When the roar of the hairdryer stopped, the first word I heard was abortion.
A woman speaking loudly above the cacophony of beauty tools in the salon was talking about late term abortion with her stylist. How her daughter, a doctor, pulls mutilated limbs from the wombs of mothers who decide they don’t want their babies, after they’ve been incubating inside them for six months. I felt sick.
She was explaining why it’s okay to do it — end the life of a human when you decide you don’t want it, like changing houses or a job. Mostly what I heard was justifying the avoidance of pain.
“Many of these women know their baby might not live anyway,” she said.
All I could think about were the words of God to Moses swimming in the deep end of my cerebral space: “Who has made man’s mouth? Who makes him mute, or deaf, or seeing, or blind? Is it not I, the Lord?” (Exodus 4:11)
If abortion were legal the year my husband was conceived, I wouldn’t be his wife, because he wouldn’t exist.
His mother had twenty-two abdominal x-rays before she knew she was pregnant. The doctor told her that he was certain her baby would not live. She proceeded to have surgery for a health issue while pregnant and delivered her second baby, my husband, at ten months. Yes, ten. It never occurred to her to abort.
A normal, healthy baby boy named H entered the world crying a beautiful melody. Now he’s a man who declares the message of Christ as a vocation and lives it every day in our home. I can’t imagine my life without him.
The stylist standing behind that woman’s chair happens to be a friend who sees my children’s heads on a routine basis. She crouched down next to me while I was caped with color steeping into my roots and whispered an apology because she was embarrassed. Says her client often does this; talks about controversial issues loudly from her swivel chair just before her hair is finished.
“What about Eliot?” I asked her.

■ **Exercise directions**
Copy out the salon essay above in full, word for word.

Items stored from a collection:
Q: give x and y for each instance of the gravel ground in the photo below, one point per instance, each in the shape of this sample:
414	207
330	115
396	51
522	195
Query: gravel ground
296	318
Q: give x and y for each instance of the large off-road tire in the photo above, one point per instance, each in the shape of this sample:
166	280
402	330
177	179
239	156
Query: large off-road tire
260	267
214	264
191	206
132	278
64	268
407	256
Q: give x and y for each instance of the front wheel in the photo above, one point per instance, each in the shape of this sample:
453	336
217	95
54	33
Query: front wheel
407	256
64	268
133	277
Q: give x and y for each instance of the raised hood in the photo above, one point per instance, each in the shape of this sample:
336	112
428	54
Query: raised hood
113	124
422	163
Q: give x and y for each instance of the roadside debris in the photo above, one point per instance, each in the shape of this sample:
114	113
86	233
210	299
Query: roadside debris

■ **Result**
When the roar of the hairdryer stopped, the first word I heard was abortion.
A woman speaking loudly above the cacophony of beauty tools in the salon was talking about late term abortion with her stylist. How her daughter, a doctor, pulls mutilated limbs from the wombs of mothers who decide they don’t want their babies, after they’ve been incubating inside them for six months. I felt sick.
She was explaining why it’s okay to do it — end the life of a human when you decide you don’t want it, like changing houses or a job. Mostly what I heard was justifying the avoidance of pain.
“Many of these women know their baby might not live anyway,” she said.
All I could think about were the words of God to Moses swimming in the deep end of my cerebral space: “Who has made man’s mouth? Who makes him mute, or deaf, or seeing, or blind? Is it not I, the Lord?” (Exodus 4:11)
If abortion were legal the year my husband was conceived, I wouldn’t be his wife, because he wouldn’t exist.
His mother had twenty-two abdominal x-rays before she knew she was pregnant. The doctor told her that he was certain her baby would not live. She proceeded to have surgery for a health issue while pregnant and delivered her second baby, my husband, at ten months. Yes, ten. It never occurred to her to abort.
A normal, healthy baby boy named H entered the world crying a beautiful melody. Now he’s a man who declares the message of Christ as a vocation and lives it every day in our home. I can’t imagine my life without him.
The stylist standing behind that woman’s chair happens to be a friend who sees my children’s heads on a routine basis. She crouched down next to me while I was caped with color steeping into my roots and whispered an apology because she was embarrassed. Says her client often does this; talks about controversial issues loudly from her swivel chair just before her hair is finished.
“What about Eliot?” I asked her.